_Data excerpts_.
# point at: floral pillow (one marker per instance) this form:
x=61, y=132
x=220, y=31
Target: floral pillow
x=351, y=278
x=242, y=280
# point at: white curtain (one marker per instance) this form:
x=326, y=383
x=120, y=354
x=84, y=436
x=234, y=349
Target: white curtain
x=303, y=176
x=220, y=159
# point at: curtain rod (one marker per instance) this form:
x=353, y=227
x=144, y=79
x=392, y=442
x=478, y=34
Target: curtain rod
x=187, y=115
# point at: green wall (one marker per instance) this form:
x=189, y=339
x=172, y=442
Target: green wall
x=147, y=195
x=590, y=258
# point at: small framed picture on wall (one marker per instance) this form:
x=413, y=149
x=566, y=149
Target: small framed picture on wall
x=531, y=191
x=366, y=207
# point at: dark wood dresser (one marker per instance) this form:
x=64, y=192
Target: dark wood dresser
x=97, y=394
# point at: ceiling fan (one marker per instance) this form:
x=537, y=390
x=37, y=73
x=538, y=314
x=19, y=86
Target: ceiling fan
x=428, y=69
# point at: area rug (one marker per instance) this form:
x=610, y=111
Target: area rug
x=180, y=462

_Work to be completed_. Retype the entire listing exactly.

_Answer box_.
# point at: floral pillow (one marker per instance) this form:
x=61, y=132
x=220, y=31
Target: floral pillow
x=351, y=278
x=242, y=280
# point at: white curtain (one marker per instance) this form:
x=326, y=383
x=120, y=354
x=84, y=436
x=234, y=349
Target: white curtain
x=303, y=176
x=220, y=159
# point at: curtain rod (one marker per instance) this form:
x=353, y=227
x=144, y=79
x=392, y=442
x=478, y=34
Target: curtain rod
x=187, y=115
# point at: green wall (one marker per instance) this form:
x=189, y=339
x=172, y=442
Target: green wall
x=147, y=195
x=590, y=258
# point at: small framed picture on wall (one marker per instance) this form:
x=413, y=149
x=566, y=149
Target: small framed picture on wall
x=531, y=191
x=366, y=207
# point at: dark wood dresser (one marker per instance) this form:
x=64, y=192
Target: dark wood dresser
x=97, y=394
# point at: ceiling fan (one marker per instance) this form:
x=537, y=390
x=37, y=73
x=538, y=314
x=19, y=86
Target: ceiling fan
x=428, y=69
# point at: area rug (one marker per instance) this form:
x=610, y=111
Target: area rug
x=180, y=462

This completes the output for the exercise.